(Lines of data)
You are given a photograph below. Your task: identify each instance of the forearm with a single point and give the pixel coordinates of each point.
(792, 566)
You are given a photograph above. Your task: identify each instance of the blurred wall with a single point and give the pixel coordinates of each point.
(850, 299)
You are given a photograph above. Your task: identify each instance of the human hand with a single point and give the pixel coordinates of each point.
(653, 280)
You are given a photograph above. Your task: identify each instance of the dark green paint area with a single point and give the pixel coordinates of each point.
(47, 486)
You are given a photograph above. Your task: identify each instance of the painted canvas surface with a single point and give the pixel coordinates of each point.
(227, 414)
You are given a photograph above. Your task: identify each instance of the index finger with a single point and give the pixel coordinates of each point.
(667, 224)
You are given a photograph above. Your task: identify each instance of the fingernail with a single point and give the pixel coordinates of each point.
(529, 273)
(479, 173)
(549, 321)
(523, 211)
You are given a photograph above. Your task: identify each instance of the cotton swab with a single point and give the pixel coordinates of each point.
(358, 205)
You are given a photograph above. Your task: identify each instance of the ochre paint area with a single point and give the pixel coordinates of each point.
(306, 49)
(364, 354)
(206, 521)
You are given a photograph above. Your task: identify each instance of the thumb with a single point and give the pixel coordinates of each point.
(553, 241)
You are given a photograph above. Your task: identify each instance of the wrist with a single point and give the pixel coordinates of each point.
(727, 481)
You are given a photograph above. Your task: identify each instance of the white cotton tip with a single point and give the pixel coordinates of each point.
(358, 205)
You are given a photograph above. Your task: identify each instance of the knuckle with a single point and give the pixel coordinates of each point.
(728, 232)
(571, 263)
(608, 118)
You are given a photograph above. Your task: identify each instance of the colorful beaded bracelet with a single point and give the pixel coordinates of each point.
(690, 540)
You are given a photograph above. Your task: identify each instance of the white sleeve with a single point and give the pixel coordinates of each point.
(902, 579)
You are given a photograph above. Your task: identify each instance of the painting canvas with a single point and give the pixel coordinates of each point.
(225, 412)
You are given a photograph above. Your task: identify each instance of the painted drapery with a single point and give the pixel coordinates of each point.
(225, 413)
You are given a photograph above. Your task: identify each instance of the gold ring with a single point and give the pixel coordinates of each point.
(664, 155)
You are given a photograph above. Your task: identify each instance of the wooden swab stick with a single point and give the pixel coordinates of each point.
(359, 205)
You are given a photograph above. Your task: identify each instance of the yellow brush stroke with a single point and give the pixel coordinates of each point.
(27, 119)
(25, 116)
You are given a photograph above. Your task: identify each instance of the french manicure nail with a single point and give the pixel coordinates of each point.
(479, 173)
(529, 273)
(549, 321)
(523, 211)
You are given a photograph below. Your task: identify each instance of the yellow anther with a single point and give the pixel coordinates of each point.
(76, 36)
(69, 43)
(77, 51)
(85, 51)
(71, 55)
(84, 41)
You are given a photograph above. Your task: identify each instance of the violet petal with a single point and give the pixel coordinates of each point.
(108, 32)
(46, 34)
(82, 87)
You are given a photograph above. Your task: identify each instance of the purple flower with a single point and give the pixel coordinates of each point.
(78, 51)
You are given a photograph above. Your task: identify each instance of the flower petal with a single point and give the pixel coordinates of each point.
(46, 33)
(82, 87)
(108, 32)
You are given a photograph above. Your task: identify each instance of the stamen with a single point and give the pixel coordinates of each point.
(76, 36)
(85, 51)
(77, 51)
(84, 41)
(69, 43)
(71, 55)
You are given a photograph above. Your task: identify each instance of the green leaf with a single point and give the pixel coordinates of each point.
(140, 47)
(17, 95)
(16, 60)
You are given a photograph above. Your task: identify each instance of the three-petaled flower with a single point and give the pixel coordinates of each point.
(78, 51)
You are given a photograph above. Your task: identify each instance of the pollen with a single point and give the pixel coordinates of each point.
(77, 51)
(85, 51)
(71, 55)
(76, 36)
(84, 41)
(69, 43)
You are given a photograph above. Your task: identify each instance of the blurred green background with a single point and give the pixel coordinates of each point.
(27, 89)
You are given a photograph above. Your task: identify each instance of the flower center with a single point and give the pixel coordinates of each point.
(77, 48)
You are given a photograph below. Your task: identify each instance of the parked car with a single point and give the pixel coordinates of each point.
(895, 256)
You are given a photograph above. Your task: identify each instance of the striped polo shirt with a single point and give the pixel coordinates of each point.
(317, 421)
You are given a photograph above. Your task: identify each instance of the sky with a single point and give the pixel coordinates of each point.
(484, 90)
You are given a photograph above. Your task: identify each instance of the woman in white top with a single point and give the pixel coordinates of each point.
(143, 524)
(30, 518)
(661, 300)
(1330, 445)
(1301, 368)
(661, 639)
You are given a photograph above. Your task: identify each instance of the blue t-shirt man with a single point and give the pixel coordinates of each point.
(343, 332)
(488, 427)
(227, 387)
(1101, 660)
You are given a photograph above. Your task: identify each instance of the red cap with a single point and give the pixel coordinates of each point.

TASK STATEMENT: Exactly reproduce every line of the records.

ANSWER FOR THIS EXERCISE:
You are given a photograph below. Your task: identify each instance of the forearm with a single point and give the pixel coordinates of each point.
(792, 566)
You are given a photograph above. Your task: identify each instance of the blurred wall with a single point and give the pixel coordinates of each point.
(850, 299)
You are given a photograph above. Your task: identify each instance of the human hand with a single point and give the pixel coordinates of each point.
(653, 280)
You are given a photograph above. Your task: identify each instance of the dark green paint area with a single point and give the pixel coordinates of each point.
(47, 486)
You are given a photograph above. Your task: identify each instance of the painted canvas surface with a single point and give the pixel coordinates of each point.
(227, 414)
You are given a photograph above. Your task: identify each instance of the index finger with a single point and give the pixel coordinates of each point.
(667, 224)
You are given a photograph above. Your task: identify each instance of the fingernail with a single point and give the pixel coordinates of each point.
(529, 273)
(479, 173)
(549, 321)
(523, 211)
You are given a photograph above. Your task: identify each instance of the cotton swab with a single point and give the pixel coordinates of each point.
(358, 205)
You are given a photograph above. Your task: identify each instance of the ochre paint area with a single point and give the pixel coordinates of each point.
(306, 49)
(364, 354)
(206, 521)
You are given a photograph above. Your task: identify each instance of the thumb with a single point and give the pixel coordinates of each point.
(553, 241)
You are given a photograph above. Your task: identify each instance of the wrist with a single point and give the pixel coordinates of each point.
(727, 481)
You are given a photograph above. Your task: identify each instance of the white cotton tip with a single point and give the pixel coordinates of each point.
(358, 205)
You are given a photograph above. Your task: identify each instance of the knuckle with a single point and give the pixel coordinates of each point.
(728, 232)
(571, 263)
(608, 118)
You are given a photograph above. Your task: identify each instance of the colorful beaded bracelet with a single point and give the pixel coordinates of each point.
(690, 540)
You are given a photograph above. Your task: identify each instance of the white sleeve with a single point and give the pixel coordinates of each point.
(902, 579)
You are given a photograph above. Your task: identify each instance of the painting canvas with a single point and give the pixel coordinates of each point.
(225, 412)
You are given a photograph above. Your task: identify each instance of the painted drapery with a single point and give the pixel coordinates of each point.
(225, 413)
You are given a photograph above. Your task: identify each instance of the gold ring with a single point and give the pixel coordinates of each point.
(664, 155)
You are given a photograph above. Your task: identify each instance of the wooden swab stick with a single point and give the pixel coordinates of each point.
(359, 205)
You are given a photograph above. Your task: identify each instance of the yellow brush stroke with a single point and give the pixel coordinates of each point.
(27, 119)
(25, 116)
You are given a photograph above. Your task: identify each instance of the french manicure nail with a single point and give the pixel coordinates of each point.
(479, 173)
(529, 273)
(549, 321)
(523, 211)
You are given a photograph below. Your task: identify each instance of the yellow anther with a single point and give the pixel coordinates of each point.
(76, 36)
(69, 43)
(77, 51)
(85, 51)
(71, 55)
(84, 41)
You are given a photograph above. Your task: identify each instance of the violet petal with a single point and give the pixel coordinates of each point.
(108, 32)
(46, 34)
(82, 87)
You are given a photograph above. Your task: identify each instance of the purple flower with a single point and give the pixel coordinates of each point.
(78, 51)
You are given a photograph above. Your task: identify each instance of the flower petal with a single point and give the pixel coordinates of each point.
(46, 33)
(82, 87)
(108, 32)
You are given a photograph above. Your task: identify each instance of the stamen with a single point and give the pixel coordinates of each point.
(76, 36)
(85, 51)
(77, 51)
(84, 41)
(69, 43)
(71, 55)
You are given a photograph above. Your task: identify each instance of the green leaf with a single point and give the pixel coordinates of each point.
(140, 47)
(17, 95)
(16, 60)
You are given a photograph above. Your task: identify each instance of the three-petaled flower with a single point and give the pixel coordinates of each point.
(78, 51)
You are given a photograph above. Your task: identify each instance of the pollen with a single point and give the pixel coordinates of each point.
(77, 51)
(85, 51)
(71, 55)
(76, 36)
(84, 41)
(69, 43)
You are given a photograph above. Your task: identify each instance of the blurred green background with a single point and give the pixel coordinates of each point.
(27, 89)
You are given a photograph above. Your task: identify each instance of the flower center with a single point and give the pixel coordinates of each point.
(77, 48)
You are given a photograph below. Your task: identify each instance of the parked car with a single point and give the pixel coordinates of each point.
(895, 256)
You are given a photograph above. Your task: identify each instance of the striped polo shirt with a single point and give the pixel coordinates of each point.
(317, 421)
You are given a photograph above. Your task: identify each instance of the sky with a single point and give the pixel coordinates of each point.
(484, 90)
You are given a photograph above. Your task: identify each instance of the woman in white top with a single point and give the pixel coordinates of each point.
(143, 524)
(30, 518)
(661, 300)
(1330, 445)
(1301, 368)
(661, 639)
You are given a photograph above. Your task: identify each instance of the blue t-shirt man with a single point and give the pixel coordinates of each point.
(343, 332)
(488, 427)
(227, 387)
(1101, 660)
You are given a photograph above. Your task: identify each instance of the red cap with a single point and give the pixel coordinates of each point.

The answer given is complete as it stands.